### Excerpted passage
════════════════
Jan’s Kitchen: The untraditional tradition

By Jan Edwards
The Bulletin

Thanksgiving’s behind us now, and as we travel the road to Christmas, it’s time to bring out time-honored traditions, including recipes.

This Thanksgiving I noticed some little peculiarities even about prepping food for some of the most basic traditional recipes, such as Deviled Eggs. We know you have to hard boil the eggs. But have you ever stopped to think how many ways there are to boil “perfect” hard- boiled eggs?

When I was a new cook, I just put some eggs in water in a pot and boiled them and then peeled them under cold water. I lost about 25% of the “perfect” intact egg. Then Mom showed me her secret.

Put the eggs you want to hard-boil in a pot and cover them with cold water. Add a couple of drops of olive oil and a couple of shakes of salt to the water and slowly bring to a boil.
Boil eggs for 5 minutes, then take off the fire and pour hot water in the sink and run cold water into the pot for a couple of minutes. Peel the eggs under cold running water. I always get 100% “perfect” eggs.

My daughter, who makes the best Deviled Eggs in the country, still had trouble getting “perfect” eggs. A friend of hers told her that her mom put eggs in boiling water (with a spoon) and boiled them. When they were done, she placed them in a container, added a bit of cold water, closed the lid and shook the eggs until they all cracked. Then peeled them under cold running water, and she got “perfect” eggs.

Then I Googled how to make a perfect peeled, hard-boiled egg. There were so many ways I couldn’t count them. So, my point is that just to make a simple traditional dish takes a tradition all its own.
════════════════
### Problems to work on
1. List every person the column on hard-boiling eggs mentions other than its writer.
2. Carry on the column on hard-boiling eggs from the point where it stops.
The records that follow bear no relation to the column on hard-boiling eggs.
════════════════
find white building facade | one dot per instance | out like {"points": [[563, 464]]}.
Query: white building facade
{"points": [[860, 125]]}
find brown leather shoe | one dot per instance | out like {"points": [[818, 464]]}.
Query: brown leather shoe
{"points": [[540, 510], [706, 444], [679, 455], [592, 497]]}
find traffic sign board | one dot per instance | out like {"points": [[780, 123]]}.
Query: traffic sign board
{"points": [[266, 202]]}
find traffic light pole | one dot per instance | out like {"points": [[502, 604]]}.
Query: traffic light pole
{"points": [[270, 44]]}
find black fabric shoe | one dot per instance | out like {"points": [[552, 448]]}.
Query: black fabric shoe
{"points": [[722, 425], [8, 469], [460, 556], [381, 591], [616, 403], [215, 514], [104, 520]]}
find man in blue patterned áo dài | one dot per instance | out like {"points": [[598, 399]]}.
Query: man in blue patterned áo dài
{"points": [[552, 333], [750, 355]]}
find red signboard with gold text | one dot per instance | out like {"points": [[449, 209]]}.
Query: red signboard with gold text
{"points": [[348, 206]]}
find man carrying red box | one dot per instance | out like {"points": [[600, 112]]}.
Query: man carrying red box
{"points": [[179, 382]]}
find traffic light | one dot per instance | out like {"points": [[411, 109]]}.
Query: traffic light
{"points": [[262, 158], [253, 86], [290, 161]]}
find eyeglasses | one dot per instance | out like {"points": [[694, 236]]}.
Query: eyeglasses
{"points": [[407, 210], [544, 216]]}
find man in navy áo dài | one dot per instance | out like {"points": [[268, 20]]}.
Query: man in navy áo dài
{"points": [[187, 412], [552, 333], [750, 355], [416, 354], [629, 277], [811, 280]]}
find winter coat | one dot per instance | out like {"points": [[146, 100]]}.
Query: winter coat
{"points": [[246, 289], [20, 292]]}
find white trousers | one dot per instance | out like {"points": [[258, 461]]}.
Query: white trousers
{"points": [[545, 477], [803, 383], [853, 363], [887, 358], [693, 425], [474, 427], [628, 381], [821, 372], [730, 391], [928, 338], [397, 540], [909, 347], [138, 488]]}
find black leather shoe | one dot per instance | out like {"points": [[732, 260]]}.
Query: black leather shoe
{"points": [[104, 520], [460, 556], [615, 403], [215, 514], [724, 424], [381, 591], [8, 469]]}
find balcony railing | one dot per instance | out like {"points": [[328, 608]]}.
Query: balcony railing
════════════════
### Answers to the exercises
1. Mom, the writer's daughter, a friend of the daughter, and that friend's mom.

2.
This year, it was my turn to make the Sweet Potato Casserole. Traditionally, it’s packed with sugar. We didn’t want a bunch of leftovers, and I wanted to find something a little better for us. I looked through cookbooks, Googled recipes online, and checked several publications. Then I found it. It called out to me because it made exactly six portions, and we had six people for Thanksgiving.

It was Sweet Potatoes in Orange Cups - and when I say Orange Cups, I’m not referring to the color, but the fruit. A little bit different, a little extra work – but oh, SO worth the effort. The recipe calls for marshmallows on the top, and Shirlene didn’t want the marshmallows – so we found out, it was good with or without the marshmallows. We also found out two members of the family don’t eat sweet potatoes at all. So, we also found out that leftovers were better the second day.

So, without more ado, I like to share with you my untraditional traditional Sweet Potato Casserole made in individual portions.

Sweet Potatoes Casserole in Orange Cups

2 lbs. sweet potatoes
2 Tbsp butter
1 Tbsp brown sugar or maple syrup (I used Non-GMO organic brown sugar)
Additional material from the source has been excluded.